** BEGIN Excerpted data **

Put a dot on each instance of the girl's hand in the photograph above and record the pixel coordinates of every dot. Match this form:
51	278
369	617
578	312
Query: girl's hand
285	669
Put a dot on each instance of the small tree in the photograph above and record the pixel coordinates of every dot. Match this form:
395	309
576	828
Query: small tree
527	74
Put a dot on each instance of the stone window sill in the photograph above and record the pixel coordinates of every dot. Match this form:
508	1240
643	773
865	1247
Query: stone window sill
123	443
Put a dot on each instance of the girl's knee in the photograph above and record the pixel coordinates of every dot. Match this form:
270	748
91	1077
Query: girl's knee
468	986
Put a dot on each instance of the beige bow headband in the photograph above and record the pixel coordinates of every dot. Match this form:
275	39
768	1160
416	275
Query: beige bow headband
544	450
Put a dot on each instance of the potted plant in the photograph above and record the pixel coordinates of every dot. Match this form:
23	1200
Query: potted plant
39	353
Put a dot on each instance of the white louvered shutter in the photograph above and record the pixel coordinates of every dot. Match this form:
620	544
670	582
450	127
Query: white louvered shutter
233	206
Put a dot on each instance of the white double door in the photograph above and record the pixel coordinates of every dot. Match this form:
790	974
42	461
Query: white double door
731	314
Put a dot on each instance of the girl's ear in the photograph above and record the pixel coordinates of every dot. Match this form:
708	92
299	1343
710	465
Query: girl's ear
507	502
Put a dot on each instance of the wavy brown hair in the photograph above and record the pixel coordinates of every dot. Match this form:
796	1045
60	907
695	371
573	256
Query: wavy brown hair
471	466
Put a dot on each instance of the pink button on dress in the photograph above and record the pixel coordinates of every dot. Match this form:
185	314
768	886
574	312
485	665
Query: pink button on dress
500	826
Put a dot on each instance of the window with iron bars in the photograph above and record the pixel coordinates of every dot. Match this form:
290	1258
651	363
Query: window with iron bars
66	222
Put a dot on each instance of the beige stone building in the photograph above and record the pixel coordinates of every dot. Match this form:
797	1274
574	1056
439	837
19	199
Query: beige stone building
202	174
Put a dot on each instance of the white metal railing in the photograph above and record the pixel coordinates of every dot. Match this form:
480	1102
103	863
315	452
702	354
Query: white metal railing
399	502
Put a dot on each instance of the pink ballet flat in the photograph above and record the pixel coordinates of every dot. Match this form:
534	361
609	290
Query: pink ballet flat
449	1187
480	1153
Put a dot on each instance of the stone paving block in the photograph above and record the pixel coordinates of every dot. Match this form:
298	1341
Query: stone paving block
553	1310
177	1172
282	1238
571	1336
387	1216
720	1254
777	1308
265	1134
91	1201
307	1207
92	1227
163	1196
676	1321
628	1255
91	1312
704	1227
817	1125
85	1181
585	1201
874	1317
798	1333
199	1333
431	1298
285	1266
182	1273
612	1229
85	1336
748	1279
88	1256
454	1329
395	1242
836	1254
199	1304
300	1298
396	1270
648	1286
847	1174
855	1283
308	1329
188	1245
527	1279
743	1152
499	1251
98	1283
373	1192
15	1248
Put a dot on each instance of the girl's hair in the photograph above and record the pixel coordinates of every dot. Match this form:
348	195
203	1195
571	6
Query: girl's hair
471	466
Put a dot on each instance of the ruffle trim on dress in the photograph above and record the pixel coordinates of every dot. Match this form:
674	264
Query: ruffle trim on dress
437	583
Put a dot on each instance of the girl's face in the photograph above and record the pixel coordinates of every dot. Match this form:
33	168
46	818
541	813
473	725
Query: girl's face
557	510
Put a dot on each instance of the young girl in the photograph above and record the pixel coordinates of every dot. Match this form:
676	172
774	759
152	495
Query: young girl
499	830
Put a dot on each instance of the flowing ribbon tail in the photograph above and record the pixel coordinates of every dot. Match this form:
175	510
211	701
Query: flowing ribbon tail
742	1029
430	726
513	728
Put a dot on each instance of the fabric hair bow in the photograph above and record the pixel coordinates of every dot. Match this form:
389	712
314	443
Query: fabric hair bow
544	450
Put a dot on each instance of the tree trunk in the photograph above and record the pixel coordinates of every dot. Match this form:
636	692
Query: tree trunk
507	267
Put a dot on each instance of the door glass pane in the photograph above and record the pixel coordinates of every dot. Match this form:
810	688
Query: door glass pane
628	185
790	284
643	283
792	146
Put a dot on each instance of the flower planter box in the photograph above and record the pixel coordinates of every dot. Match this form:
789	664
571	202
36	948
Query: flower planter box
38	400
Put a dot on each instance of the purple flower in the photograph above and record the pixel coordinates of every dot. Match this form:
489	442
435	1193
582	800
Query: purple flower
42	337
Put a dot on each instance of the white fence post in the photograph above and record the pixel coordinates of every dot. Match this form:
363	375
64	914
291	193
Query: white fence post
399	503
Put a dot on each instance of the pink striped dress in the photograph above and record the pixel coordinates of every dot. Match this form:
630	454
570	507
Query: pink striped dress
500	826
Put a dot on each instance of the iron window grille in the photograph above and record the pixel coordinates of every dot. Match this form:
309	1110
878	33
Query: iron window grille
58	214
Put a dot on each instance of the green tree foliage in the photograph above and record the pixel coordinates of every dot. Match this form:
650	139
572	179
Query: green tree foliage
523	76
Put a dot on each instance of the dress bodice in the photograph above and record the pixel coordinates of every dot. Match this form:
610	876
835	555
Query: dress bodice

** END Excerpted data **

# Work to do:
Rescale the material above, from the line containing "Put a dot on each instance of the fabric" down to its final line, both included, and write out all of those lines again. Multiply only the coordinates given as answers by 0.65 and round them to whole numbers, with halves rounded up. Leave every other line and number unchanged.

# Exercise output:
Put a dot on each instance of the fabric hair bow in the photograph above and record the pixel coordinates of every dot. Match this form:
389	712
314	443
Query: fabric hair bow
354	293
Put a dot on each instance of the tree trunk in the photograph above and record the pixel coordinates of every dot. Match this form:
636	692
Query: tree trunk
330	174
Put a dot on each instance of the door glass pane in the photograph above and record the pixel coordinates of every dot. Match this form:
810	688
Query: door glass pane
408	120
514	185
418	184
515	95
Put a dot on each instance of the flower planter box in the photograph above and record the pixel coordinates of every dot. Match this form:
789	664
571	202
36	948
Query: flower planter box
25	260
Put a dot on each instance of the purple flower in the photograph above and record the pixel coordinates of every dot. Match this form:
489	442
435	1193
582	800
Query: purple flower
27	219
Put a dot on each instance of the white fence post in the photograph above and record the pixel coordinates of every dot. Match this form:
363	375
64	914
291	193
Query: white fence post
259	327
Put a dot on each instance of the pink striped dress in the photograph above and record the pixel coordinates of every dot. Match this form:
630	454
570	507
Query: pink striped dress
325	537
Put a dot on each instance of the iron window grille in the photograph above and record the pixel coordinates of every dot. Match this form:
309	1110
878	33
Query: iron window grille
38	139
Put a dot on each instance of the green tree foliage in the photograph above and record the pixel coordinates of every dot. Match this form:
650	139
572	179
Query: green tree foliage
340	49
Put a dot on each instance of the dress bodice in the photograph above and record the pixel coordinates of every dot. Match this form:
610	876
835	555
Query: dress bodice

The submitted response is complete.